* _EXERCISE AIM_
Translate this sentence from the Savage B22 rifle review into Spanish: "The beefy scope rail Savage includes is firmly attached to the receiver with four screws."

* _SOURCE TEXT_
As Ruger did with my 10/22’s Savage chose 10-round rotary magazines to feed the B22. Given the follower/feed lip alignment, it take some attention to slide each round in, but practice makes perfect. Just insert each cartridge at a slight angle, push the feed lips with the rim of the round, then rotate into place. You’ll get used to it.


The beefy scope rail Savage includes is firmly attached to the receiver with four screws. The rail extends past the end of the receiverabout an inch and a half. That extra rail space gives the shooter a lot of flexibility in mounting optics.


The the “SR” in the B22 FV-SR model designation stands for suppressor ready.  The heavy 16.25-inch barrel has a 1:16 twist with 1/2-28 threads and a generous shoulder. The rifle makes an ideal host for a suppressor.

Which brings us to the range results. Even with no free float, the B22 produces some amazing groups. A good portion of the credit for that precision can be attributed to the excellent Accutrigger. It has no perceptible take-up or over-travel, breaking as cleanly as millimeter-thin glass.

Using Remington match grade ammo, The B22 FV-SR produced an astounding 0.067-inch three-round group at 50 yards shooting from sand bags. Using all of my fingers and toes, that calculates out to 0.1279 MOA…truly impressive accuracy.

* _SUPPLIED INFORMATION_
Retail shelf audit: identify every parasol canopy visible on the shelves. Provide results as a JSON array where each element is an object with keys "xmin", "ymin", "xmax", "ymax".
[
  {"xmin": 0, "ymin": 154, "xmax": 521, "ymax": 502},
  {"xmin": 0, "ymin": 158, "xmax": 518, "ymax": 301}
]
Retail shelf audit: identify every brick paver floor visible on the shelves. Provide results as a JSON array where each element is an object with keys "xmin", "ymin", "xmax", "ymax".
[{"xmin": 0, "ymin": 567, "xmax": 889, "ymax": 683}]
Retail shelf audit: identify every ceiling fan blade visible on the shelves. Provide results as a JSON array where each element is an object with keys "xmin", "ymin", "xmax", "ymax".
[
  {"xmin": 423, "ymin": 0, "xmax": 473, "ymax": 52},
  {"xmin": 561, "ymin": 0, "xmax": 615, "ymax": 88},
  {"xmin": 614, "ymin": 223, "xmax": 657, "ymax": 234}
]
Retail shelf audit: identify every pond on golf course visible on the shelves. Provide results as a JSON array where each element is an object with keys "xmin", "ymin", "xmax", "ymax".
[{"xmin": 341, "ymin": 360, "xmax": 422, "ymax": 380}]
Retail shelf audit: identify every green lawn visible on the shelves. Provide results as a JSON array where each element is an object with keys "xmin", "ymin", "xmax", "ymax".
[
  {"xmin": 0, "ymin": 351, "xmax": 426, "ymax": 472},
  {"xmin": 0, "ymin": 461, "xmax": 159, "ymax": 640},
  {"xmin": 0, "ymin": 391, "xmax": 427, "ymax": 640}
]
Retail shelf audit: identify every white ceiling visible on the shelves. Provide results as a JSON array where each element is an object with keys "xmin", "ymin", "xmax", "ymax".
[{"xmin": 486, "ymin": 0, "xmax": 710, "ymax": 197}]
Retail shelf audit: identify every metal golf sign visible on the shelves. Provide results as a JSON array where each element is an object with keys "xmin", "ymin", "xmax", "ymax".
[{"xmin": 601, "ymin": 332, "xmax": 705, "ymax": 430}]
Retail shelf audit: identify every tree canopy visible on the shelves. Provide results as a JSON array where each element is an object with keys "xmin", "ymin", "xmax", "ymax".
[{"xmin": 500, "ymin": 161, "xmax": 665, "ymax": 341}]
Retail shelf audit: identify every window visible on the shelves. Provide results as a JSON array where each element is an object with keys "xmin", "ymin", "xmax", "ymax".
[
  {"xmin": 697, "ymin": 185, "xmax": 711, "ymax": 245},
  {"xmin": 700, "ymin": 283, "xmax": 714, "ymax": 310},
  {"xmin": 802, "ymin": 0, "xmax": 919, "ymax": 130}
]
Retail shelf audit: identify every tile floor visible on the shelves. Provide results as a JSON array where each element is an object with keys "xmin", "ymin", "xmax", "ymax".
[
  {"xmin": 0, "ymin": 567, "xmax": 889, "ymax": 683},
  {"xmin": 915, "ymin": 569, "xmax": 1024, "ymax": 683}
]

* _EXERCISE ANSWER_
El robusto riel para mira telescópica que incluye Savage está firmemente sujeto al cajón de mecanismos con cuatro tornillos.